Texte extrait
┄┄┄┄┄┄
Les réfugiés syriens qui arrivent au Maroc se retrouvent dans un flou juridique et une précarité économique. Sur ce dossier, les engagements du gouvernement tardent à se concrétiser.

Les réfugiés syriens n’ont pas de statut précis au Maroc. Les 3058 ressortissants de ce pays représentent, à eux seuls, 67% des personnes sous mandat du Haut commissariat des réfugiés (HCR) au Maroc. Même s’ils sont enregistrés auprès du bureau HCR à Rabat et auditionnés par le Commission ad hoc de régularisation qui siège au sein du ministère des Affaires étrangères et de la coopération (MAEC), ils ne bénéficient pas de protection temporaire ou de statut de réfugiés. «Le gouvernement n’a pas pris de décision au sujet de leur statut définitif», explique le HCR Rabat. Depuis le déclenchement du conflit en Syrie et l’arrivée des premiers réfugiés depuis la frontière terrestre Est du Maroc ou par avion, ces réfugiés disposent d’un récépissé des autorités marocaines qui confirme leur enregistrement et les protège de leur refoulement. Toutefois, ils ne peuvent pas bénéficier d’une carte de séjour qui leur donne le droit d’accéder aux services de santé et d’éducation, ainsi qu’au marché du travail. Les 451
Yéménites demandeurs d’une protection internationale au Maroc se trouvent dans la même situation.

Le Maroc, une salle d’attente
À ce statut juridique fragile, s’ajoute une forte précarité sociale des Syriens réfugiés au Maroc. Aujourd’hui, cette population survit grâce à la solidarité de la société. Plusieurs initiatives se multiplent dans les villes de Casablanca, Rabat ou Tanger pour assister cette population. Pour sa part, le gouvernement ne semble pas presser pour statuer sur cas des Syriens. Après avoir enregistré 800 Syriens en 2013 au Bureau des apatrides et réfugiés (BRA), les autorités marocaines demandent au HCR de stopper l’enregistrement des Syriens. «Un statut spécial leur sera accordé», rassurait à l’époque les autorités marocaines.
┄┄┄┄┄┄
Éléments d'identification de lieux

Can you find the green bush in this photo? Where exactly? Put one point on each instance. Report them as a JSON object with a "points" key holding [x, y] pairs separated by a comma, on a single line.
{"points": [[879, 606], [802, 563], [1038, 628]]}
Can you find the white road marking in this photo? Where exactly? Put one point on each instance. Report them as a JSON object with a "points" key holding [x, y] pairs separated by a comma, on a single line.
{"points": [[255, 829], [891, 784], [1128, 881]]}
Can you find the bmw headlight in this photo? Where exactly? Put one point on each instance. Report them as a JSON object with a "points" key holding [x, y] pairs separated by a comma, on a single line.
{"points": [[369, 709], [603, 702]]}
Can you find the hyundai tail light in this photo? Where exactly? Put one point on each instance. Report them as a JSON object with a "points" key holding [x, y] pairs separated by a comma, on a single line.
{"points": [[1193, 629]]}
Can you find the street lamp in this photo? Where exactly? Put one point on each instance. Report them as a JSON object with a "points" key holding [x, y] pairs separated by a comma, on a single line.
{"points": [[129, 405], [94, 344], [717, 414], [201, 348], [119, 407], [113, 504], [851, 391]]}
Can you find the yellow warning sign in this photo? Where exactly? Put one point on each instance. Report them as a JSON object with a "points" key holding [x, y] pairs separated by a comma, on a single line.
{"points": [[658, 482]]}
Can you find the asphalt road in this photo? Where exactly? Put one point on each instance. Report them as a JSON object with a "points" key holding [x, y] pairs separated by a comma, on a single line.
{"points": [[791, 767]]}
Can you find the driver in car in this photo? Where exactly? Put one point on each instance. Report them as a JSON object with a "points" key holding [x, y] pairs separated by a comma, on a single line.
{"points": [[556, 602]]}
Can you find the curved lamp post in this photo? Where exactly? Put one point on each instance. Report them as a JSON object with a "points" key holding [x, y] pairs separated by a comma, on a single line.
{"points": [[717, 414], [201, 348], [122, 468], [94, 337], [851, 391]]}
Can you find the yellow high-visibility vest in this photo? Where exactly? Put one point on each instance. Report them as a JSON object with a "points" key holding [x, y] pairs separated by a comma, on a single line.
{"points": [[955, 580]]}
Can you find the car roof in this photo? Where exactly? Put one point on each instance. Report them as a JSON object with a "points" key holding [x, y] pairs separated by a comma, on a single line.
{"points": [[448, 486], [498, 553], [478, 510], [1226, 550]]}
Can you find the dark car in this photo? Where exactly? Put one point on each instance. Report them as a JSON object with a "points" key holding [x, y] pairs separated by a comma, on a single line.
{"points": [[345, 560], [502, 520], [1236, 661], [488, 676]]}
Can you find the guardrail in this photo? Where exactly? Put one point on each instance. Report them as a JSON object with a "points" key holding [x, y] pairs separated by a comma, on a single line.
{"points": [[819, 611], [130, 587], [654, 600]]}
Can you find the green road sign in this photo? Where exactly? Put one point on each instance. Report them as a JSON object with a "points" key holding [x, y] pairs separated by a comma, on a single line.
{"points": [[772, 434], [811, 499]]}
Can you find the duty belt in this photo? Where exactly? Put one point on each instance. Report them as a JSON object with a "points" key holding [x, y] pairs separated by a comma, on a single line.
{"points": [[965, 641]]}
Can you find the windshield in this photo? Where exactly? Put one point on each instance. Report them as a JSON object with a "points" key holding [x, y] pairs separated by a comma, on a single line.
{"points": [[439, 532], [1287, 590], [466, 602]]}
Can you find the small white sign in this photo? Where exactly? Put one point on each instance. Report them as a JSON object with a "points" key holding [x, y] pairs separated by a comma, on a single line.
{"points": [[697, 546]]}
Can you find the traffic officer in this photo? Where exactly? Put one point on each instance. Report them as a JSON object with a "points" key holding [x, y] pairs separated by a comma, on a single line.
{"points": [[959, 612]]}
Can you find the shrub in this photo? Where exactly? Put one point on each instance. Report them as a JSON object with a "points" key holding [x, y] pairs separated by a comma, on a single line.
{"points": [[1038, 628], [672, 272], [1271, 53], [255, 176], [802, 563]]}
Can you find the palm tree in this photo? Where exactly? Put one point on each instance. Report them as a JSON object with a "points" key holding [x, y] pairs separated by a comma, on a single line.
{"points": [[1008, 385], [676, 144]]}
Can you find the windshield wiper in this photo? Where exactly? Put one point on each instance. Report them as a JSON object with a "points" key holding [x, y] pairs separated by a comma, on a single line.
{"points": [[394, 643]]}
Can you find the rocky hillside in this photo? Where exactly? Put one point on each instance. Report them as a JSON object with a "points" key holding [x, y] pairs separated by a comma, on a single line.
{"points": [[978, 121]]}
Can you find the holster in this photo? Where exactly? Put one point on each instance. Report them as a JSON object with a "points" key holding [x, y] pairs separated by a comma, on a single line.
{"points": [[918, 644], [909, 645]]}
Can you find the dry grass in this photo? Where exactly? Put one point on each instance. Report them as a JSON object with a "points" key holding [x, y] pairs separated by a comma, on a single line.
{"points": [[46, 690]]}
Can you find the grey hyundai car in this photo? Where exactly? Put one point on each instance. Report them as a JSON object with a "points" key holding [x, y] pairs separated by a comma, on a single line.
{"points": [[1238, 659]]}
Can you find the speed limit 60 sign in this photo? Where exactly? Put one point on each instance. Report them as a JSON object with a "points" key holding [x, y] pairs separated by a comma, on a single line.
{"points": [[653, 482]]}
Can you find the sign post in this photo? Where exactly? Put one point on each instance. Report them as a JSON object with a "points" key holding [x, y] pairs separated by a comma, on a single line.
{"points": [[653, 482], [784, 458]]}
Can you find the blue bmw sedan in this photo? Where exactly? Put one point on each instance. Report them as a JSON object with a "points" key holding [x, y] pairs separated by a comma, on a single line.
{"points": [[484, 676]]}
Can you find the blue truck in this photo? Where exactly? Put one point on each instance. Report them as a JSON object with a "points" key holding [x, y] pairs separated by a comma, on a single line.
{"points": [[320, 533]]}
┄┄┄┄┄┄
Objectif 1
Répondez à ces questions à partir du texte sur les réfugiés syriens au Maroc :
(a) Combien de ressortissants syriens sont sous mandat du HCR au Maroc ?
(b) Dans quelles villes se multiplient les initiatives d'aide à cette population ?
(c) Combien de Syriens ont été enregistrés au Bureau des apatrides et réfugiés en 2013 ?
Objectif 2
Poursuivez le texte sur les réfugiés syriens au Maroc à partir de sa dernière phrase.
Le matériel fourni est indépendant du texte sur les réfugiés syriens au Maroc.

Réponse finale 1
(a) 3058.
(b) Casablanca, Rabat et Tanger.
(c) 800.

Réponse finale 2
Presque trois ans après, c’est le flou juridique. Des considérations diplomatiques et sécuritaires seraient à l’origine de ce blocage, comme en témoigne le communiqué virulent des Affaires islamiques en mars 2014. Ce département interdisait les actes de mendicité de quelques Syriens, stigmatisant au passage toute cette population. Le HCR reste optimiste. «Il y a une volonté politique au Maroc pour protéger les réfugiés syriens», affirme Jean-Paul Cavalieri, représentant du HCR au Maroc. Et d’ajouter : «Cette population a un accès au système éducation et aux soins de santé. Par contre, la recherche d’emploi est difficile. Cette situation précarise ces réfugiés et accroît le risque de leur exploitation».

Promesse du Maroc
À en croire les engagements du Maroc lors de la Conférence de haut niveau sur la protection des réfugiés syriens, organisée le 30 mars dernier à Genève, ce flou juridique devrait se terminer bientôt. Le Maroc s’est engagé à régulariser les 800 personnes qui sont inscrits au Bureau des réfugiés et des apatrides. «C’est un signe fort et louable. Nous attendons la concrétisation sur le terrain de cet engagement», souligne le représentant du HCR au Maroc. Face à cette situation imprécise, un nombre croissant de Syriens tente de passer vers les villes occupées de Sebta et Melilia.

Autour de ces villes, un business juteux profite à des passeurs des deux côtés de la frontière (Cf. Leseco.ma). Dans un contexte mondial marqué par une crise migratoire d’une grande ampleur, le Maroc a reçu à son échelle, l’écho des déplacements forcés des populations venant de Syrie, du Yémen et d’Irak. Le nombre de réfugiés auprès du HCR en 2015 a augmenté de 206%, passant de 1275 à 3908 réfugiés.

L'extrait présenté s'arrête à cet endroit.